# Task set
1 - Return everything in the course listing from "MTSC-6130 is a" down to "for surface characterization.".
2 - Which term does the course listing give for CHEM-4610U/MTSC-6020G?
3 - Write what comes next in the course listing, picking up after its last sentence.

# Quoted passage
[BEGIN]

Courses Taught

Courses Taught

Courses Taught

MTSC-6130G - Surface Science and Catalysis

MTSC-6130 is a course based on select topics from the recent primary literature. It covers the fundamental science required to understand the atomic and electronic structure of surfaces and their chemical reactivity as well as the most common tools for surface characterization.
Fall 2018
Briefly, the course includes basics of solid-state surface chemistry (including Miller Indices); surface functionalization that covers (but is not limited to) self-assembly of thiols and carbenes on gold, siloxanes at hydrophilic surfaces, molecular organic frameworks (MOFs), and surface-enhanced materials, first of all, inorganic support - organic or organometallic polymer composites. We pay attention to practical applications of surface chemistry for the design of functional materials (including sensors, electrochromic, thermochromic photo- and electroluminescent materials and self-healing materials) and for the design of heterogeneous catalysts.

CHEM-4610U/MTSC-6020G - Advances in Inorganic Chemistry /Advanced Topics in Material Science
Fall 2017
This is a seminar course based on selected topics from the recent primary literature. The topics included for discussion in this course will focus on the electronic, mechanical and chemical properties of extended structures (amorphous, crystalline and hybrid solids, nanosurfaces). Special attention will be given to novel inorganic /organometallic structures with extended properties/ functionalities from primer literature.

[END]

# Records supplied

[BEGIN]

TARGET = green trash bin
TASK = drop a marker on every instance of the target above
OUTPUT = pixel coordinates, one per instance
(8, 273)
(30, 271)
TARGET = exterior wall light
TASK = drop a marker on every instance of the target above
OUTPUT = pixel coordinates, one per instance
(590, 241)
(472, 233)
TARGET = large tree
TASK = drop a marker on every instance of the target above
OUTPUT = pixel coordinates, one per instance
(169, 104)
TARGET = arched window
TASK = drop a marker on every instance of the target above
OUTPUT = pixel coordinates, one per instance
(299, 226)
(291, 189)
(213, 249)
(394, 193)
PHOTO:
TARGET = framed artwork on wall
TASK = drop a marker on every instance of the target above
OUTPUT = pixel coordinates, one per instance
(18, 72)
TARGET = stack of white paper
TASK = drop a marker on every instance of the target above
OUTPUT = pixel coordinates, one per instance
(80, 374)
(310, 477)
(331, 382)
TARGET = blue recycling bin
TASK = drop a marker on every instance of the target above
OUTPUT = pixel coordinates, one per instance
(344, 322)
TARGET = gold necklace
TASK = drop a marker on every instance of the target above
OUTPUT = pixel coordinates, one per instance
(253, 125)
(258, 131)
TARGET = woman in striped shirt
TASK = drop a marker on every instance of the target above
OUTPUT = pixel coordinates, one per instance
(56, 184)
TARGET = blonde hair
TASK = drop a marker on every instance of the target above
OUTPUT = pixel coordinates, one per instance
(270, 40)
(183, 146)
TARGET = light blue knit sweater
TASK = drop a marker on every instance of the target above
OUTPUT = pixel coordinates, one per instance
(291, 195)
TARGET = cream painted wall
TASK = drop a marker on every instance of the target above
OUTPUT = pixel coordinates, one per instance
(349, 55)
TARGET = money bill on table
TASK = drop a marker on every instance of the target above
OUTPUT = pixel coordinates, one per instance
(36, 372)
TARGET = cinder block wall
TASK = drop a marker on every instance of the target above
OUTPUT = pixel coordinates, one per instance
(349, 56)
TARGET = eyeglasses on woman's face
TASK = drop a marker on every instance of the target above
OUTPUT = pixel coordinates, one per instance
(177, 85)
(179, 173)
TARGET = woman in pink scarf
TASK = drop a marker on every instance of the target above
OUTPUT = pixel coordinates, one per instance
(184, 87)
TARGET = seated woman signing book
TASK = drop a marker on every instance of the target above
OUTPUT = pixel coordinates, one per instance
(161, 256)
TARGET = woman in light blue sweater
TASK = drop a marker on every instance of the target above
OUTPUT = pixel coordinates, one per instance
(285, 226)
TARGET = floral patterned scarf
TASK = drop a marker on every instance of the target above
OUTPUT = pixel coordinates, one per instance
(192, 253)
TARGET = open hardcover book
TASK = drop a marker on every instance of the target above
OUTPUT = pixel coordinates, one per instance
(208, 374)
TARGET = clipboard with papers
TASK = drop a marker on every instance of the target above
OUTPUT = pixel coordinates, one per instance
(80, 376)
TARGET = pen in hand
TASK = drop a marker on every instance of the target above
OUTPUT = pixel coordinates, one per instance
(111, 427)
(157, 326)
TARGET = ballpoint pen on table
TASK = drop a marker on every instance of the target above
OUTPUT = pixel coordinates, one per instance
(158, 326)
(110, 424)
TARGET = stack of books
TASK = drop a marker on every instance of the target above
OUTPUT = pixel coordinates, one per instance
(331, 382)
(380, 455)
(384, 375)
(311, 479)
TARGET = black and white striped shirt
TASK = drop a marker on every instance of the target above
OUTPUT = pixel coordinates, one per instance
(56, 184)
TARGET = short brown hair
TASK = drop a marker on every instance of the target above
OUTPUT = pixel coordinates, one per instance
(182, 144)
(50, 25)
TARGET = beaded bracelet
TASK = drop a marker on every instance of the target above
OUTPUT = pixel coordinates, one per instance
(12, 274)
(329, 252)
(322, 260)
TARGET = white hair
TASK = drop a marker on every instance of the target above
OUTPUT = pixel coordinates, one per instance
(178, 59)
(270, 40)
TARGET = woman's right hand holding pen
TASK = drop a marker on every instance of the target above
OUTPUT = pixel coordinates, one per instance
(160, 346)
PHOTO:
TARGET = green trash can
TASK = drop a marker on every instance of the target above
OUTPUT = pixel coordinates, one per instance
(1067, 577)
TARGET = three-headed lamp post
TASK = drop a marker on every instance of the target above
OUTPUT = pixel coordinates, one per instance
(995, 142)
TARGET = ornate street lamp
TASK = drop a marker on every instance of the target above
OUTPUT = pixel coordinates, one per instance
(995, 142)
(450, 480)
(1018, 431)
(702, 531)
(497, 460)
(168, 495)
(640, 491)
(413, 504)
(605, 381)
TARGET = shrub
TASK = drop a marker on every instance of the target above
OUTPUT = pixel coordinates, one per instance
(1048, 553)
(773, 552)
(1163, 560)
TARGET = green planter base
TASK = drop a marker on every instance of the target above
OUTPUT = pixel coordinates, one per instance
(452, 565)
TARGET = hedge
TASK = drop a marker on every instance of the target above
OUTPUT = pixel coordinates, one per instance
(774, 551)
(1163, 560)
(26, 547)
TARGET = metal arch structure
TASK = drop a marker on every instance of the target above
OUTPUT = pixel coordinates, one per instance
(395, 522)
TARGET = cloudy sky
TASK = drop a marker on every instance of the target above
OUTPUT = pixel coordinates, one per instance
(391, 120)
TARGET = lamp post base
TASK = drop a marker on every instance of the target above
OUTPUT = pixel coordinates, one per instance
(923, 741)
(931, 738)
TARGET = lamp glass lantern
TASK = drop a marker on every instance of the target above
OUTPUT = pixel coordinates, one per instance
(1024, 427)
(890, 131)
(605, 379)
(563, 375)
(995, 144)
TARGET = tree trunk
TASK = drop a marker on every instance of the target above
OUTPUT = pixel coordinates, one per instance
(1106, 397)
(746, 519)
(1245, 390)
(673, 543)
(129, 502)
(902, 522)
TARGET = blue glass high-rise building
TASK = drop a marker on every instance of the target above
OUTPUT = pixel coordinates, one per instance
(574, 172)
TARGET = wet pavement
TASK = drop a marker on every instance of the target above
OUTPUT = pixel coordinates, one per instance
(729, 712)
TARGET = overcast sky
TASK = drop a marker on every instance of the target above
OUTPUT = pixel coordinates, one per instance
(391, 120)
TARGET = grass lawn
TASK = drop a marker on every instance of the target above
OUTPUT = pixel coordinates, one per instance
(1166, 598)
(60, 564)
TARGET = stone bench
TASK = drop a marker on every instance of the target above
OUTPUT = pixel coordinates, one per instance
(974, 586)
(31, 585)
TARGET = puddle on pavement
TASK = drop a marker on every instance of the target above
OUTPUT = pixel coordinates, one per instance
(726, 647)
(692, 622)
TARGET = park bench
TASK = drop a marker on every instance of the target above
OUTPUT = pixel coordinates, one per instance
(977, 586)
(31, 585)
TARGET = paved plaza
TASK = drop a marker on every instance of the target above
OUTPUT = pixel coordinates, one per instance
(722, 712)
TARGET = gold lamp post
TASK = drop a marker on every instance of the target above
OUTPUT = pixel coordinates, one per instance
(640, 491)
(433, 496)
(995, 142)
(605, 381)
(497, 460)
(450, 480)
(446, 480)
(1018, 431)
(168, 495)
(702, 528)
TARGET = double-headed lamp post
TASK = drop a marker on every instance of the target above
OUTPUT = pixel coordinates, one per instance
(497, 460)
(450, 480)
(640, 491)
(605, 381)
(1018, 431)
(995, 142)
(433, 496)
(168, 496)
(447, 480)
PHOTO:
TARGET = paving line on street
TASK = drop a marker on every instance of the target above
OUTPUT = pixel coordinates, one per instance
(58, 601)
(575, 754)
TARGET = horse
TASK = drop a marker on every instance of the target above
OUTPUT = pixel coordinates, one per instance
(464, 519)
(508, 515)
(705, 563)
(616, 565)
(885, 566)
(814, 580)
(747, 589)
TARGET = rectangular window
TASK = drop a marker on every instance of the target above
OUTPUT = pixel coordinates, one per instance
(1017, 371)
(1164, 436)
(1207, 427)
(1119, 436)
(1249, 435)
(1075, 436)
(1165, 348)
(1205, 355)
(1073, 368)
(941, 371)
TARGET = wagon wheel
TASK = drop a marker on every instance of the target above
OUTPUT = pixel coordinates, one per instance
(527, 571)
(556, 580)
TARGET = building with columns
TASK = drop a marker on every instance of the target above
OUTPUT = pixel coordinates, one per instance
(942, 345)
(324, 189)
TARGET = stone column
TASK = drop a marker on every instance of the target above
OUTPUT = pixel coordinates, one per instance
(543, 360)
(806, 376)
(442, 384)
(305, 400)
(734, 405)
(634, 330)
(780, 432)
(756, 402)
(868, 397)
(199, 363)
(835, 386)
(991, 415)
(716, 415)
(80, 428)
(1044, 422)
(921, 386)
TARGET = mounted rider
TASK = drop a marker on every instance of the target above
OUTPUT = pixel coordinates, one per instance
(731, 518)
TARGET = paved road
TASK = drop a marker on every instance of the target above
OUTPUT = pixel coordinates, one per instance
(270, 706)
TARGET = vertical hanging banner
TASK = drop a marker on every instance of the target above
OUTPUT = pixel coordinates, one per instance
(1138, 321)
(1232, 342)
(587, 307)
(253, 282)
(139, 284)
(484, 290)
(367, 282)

[END]

# The replies
1 -
MTSC-6130 is a course based on select topics from the recent primary literature. It covers the fundamental science required to understand the atomic and electronic structure of surfaces and their chemical reactivity as well as the most common tools for surface characterization.

2 - Fall 2017

3 -
CHEM-42020.201609-MTSC-6140G - Experimental Techniques in Materials Characterization
Winter 2017

CHEM 3520U - Inorganic Chemistry II: Organometallics
Winter 2015
Organometallic chemistry and metal catalysis of the transition metals. Survey of organometallic complexes including, but not limited to, metal carbonyls and carbonyl clusters, metal (alkyls, alkenes, alkynes, allyls, and aryls) and metallocenes. Structure, bonding and MO diagrams, use of group theory. IR and group theory predictions, fluxional molecular motions, and characterization by NMR spectroscopy. Synthesis and reactions of carbonyl, alkene, and aryl complexes. Detailed coverage of homogeneous and heterogeneous metal catalysis and applications in industrial processes. 3 cr, 3 lec, 4 lab. Students are strongly recommended to take CHEM 3510U prior to taking this course

6020H: Advanced Topics in Materials Science
Winter 2015
This is a seminar course for Trent University and UOIT graduate students. It is based on select topics in materials science from the recent primary literature.

CHEM 3510U - Inorganic Chemistry I : Transition Metals
Fall 2014
This is a course in the coordination chemistry of the classical (Werner) transition metal ions. Description of the solid state including close packing, lattice structures, radius rule, lattice energies, MO’s, and semiconductor applications.
Description of the solution state including Lewis acid-base theory, HSAB theory, aquo ion Bronsted acidity, ligand exchange kinetics, formation constants, thermodynamics, and chelate effect. Ligand field theory including crystal field splittings, MO diagrams and use of group theory, theoretical principles of UV-visible spectroscopy, Orgel and Tanabe-Sugano diagrams, magnetism and redox. Descriptive chemistry of the first row transition metal ions including oxidation states, complexation behaviour, and bio-organic examples. 3 cr, 3 lec, 4 lab.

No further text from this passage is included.